YOUR GOAL: Starting at the line that contains "like x=423, y=147." and ending at the line that contains "x=87, y=213", write out those records again, requests included, with every answer coordinate scaled by 1.35 and rounded to a whole number, halves rounded up. Leave the numbers in the requests and their format samples as they are.

SUPPLIED MATERIAL:
═══

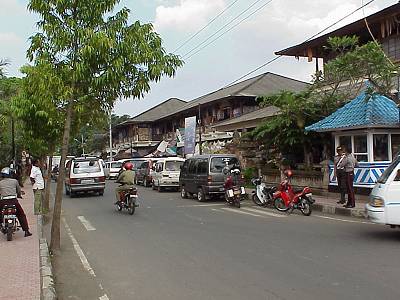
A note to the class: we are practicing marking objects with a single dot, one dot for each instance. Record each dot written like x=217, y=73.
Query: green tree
x=100, y=57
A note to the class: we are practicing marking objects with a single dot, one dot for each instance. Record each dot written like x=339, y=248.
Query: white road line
x=264, y=212
x=86, y=223
x=238, y=211
x=200, y=205
x=78, y=250
x=343, y=220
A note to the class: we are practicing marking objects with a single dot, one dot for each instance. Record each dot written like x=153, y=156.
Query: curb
x=47, y=289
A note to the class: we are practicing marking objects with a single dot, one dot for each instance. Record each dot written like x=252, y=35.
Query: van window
x=219, y=163
x=389, y=171
x=86, y=166
x=173, y=165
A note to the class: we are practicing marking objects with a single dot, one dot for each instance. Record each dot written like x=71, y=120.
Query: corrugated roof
x=356, y=28
x=258, y=114
x=362, y=112
x=153, y=114
x=261, y=85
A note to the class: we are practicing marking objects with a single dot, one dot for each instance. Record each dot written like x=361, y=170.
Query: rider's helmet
x=288, y=173
x=6, y=172
x=128, y=166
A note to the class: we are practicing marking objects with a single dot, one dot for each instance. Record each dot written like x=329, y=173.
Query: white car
x=166, y=173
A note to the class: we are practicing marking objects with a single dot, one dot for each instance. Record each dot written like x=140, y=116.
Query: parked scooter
x=9, y=224
x=263, y=195
x=287, y=199
x=128, y=201
x=234, y=191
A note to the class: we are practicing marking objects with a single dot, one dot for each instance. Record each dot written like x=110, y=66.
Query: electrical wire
x=310, y=38
x=230, y=29
x=203, y=28
x=222, y=28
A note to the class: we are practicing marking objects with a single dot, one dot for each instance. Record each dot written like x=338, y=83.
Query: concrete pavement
x=19, y=259
x=175, y=248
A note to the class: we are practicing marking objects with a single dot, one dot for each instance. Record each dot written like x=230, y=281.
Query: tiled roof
x=364, y=111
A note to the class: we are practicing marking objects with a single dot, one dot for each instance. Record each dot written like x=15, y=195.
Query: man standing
x=340, y=173
x=37, y=185
x=351, y=163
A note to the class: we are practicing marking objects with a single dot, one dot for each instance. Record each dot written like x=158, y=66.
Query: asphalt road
x=174, y=248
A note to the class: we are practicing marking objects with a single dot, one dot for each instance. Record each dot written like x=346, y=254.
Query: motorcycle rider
x=10, y=187
x=126, y=179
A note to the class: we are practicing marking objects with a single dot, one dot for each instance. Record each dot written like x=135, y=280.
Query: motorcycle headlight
x=376, y=201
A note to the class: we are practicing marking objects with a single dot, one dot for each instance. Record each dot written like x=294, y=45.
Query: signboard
x=190, y=135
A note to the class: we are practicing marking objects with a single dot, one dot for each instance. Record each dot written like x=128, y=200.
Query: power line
x=208, y=24
x=310, y=38
x=225, y=32
x=222, y=28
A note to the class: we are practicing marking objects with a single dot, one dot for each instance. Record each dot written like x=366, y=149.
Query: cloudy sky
x=266, y=26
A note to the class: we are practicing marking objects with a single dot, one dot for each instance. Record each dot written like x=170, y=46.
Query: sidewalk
x=19, y=259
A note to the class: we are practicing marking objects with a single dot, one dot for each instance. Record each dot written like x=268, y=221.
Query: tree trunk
x=56, y=223
x=46, y=203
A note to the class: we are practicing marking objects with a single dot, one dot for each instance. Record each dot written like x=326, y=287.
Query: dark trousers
x=342, y=184
x=350, y=189
x=20, y=212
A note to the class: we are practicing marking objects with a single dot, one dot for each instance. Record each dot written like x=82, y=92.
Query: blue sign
x=190, y=135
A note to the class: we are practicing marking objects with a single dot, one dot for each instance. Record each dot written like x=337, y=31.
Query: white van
x=384, y=204
x=166, y=173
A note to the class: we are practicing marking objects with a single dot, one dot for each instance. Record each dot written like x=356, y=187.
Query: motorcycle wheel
x=257, y=200
x=305, y=207
x=280, y=205
x=9, y=234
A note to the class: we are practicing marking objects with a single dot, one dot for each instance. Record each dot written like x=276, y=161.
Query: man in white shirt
x=37, y=185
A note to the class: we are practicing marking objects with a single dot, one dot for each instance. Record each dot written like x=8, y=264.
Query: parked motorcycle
x=288, y=199
x=9, y=223
x=263, y=195
x=234, y=191
x=128, y=201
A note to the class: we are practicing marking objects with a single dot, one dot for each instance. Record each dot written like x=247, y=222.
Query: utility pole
x=110, y=128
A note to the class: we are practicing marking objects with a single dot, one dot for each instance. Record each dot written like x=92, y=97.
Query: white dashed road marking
x=86, y=223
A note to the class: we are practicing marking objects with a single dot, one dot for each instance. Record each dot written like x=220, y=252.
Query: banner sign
x=190, y=135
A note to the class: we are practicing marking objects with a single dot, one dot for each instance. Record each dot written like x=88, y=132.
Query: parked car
x=85, y=174
x=112, y=169
x=203, y=175
x=166, y=174
x=144, y=173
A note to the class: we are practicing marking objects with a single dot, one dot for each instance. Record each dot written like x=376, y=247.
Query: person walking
x=37, y=186
x=350, y=163
x=340, y=173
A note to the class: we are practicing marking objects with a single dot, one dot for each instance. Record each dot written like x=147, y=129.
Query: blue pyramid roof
x=365, y=111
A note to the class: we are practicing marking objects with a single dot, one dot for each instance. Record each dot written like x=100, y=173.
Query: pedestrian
x=340, y=173
x=351, y=163
x=37, y=186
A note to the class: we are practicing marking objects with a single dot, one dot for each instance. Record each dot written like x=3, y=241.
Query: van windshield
x=389, y=170
x=173, y=165
x=219, y=163
x=86, y=166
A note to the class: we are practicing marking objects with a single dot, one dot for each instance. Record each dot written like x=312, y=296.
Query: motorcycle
x=234, y=192
x=263, y=195
x=288, y=199
x=128, y=201
x=9, y=224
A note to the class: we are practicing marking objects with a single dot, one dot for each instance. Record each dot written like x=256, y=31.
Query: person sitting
x=10, y=187
x=126, y=179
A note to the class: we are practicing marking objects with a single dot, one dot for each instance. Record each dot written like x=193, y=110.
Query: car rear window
x=86, y=166
x=219, y=163
x=173, y=165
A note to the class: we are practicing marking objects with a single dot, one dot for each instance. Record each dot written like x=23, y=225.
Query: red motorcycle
x=287, y=199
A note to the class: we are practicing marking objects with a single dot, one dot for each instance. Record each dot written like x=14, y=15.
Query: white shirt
x=37, y=175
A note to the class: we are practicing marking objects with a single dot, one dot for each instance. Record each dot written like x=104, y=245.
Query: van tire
x=200, y=195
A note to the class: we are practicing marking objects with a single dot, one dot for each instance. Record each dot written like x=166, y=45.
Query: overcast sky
x=276, y=25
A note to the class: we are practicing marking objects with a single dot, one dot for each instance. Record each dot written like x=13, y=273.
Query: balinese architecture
x=369, y=127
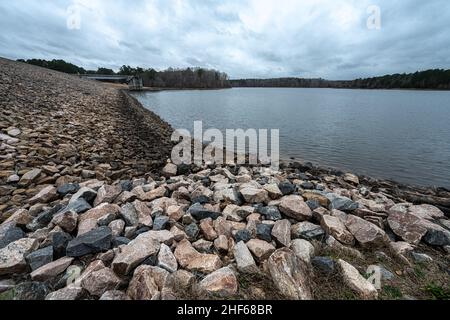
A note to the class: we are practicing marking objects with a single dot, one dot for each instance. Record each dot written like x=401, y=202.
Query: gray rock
x=31, y=291
x=341, y=203
x=324, y=264
x=10, y=233
x=242, y=235
x=308, y=231
x=160, y=223
x=264, y=231
x=192, y=231
x=93, y=241
x=67, y=188
x=286, y=188
x=84, y=193
x=199, y=213
x=40, y=257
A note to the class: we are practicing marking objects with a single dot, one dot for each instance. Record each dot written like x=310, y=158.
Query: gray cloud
x=264, y=38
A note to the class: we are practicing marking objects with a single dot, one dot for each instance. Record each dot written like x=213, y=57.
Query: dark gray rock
x=60, y=240
x=160, y=222
x=264, y=232
x=118, y=241
x=313, y=204
x=192, y=231
x=437, y=237
x=31, y=291
x=40, y=257
x=43, y=219
x=94, y=241
x=10, y=233
x=129, y=214
x=307, y=185
x=270, y=213
x=199, y=213
x=324, y=264
x=79, y=206
x=242, y=235
x=341, y=203
x=68, y=188
x=286, y=187
x=126, y=185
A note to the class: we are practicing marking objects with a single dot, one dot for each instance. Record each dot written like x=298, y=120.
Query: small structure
x=135, y=83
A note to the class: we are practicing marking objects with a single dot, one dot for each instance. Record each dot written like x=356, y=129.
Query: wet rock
x=260, y=249
x=12, y=257
x=407, y=226
x=281, y=232
x=303, y=249
x=307, y=230
x=356, y=281
x=351, y=178
x=244, y=259
x=367, y=234
x=94, y=241
x=166, y=259
x=289, y=275
x=100, y=281
x=131, y=255
x=222, y=282
x=40, y=257
x=323, y=264
x=51, y=269
x=294, y=207
x=46, y=195
x=334, y=226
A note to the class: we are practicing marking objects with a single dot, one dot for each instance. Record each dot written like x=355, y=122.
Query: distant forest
x=170, y=78
x=210, y=78
x=429, y=79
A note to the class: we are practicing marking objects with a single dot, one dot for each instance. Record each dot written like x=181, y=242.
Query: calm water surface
x=390, y=134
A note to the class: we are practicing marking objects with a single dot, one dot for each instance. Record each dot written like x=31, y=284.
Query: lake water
x=391, y=134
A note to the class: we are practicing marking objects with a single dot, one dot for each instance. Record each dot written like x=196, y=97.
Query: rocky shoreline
x=90, y=209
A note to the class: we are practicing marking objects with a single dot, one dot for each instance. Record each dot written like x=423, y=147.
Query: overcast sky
x=253, y=38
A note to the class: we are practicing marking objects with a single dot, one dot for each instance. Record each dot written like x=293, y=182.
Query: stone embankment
x=87, y=213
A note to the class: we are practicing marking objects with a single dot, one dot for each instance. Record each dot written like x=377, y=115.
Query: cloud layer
x=253, y=38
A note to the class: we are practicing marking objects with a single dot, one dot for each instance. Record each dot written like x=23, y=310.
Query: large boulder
x=295, y=207
x=367, y=234
x=222, y=282
x=290, y=275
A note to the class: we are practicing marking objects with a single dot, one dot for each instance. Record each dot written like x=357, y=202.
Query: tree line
x=210, y=78
x=429, y=79
x=170, y=78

═══

TASK RESULT:
A note to the class: we are practicing marking objects with a single dot, one dot for each instance. Record each dot written like x=423, y=147.
Query: overcast sky
x=342, y=51
A note to the class: we are practicing marking objects with a single dot, one dot for each instance. Record each dot written like x=293, y=182.
Query: stone embankment
x=117, y=288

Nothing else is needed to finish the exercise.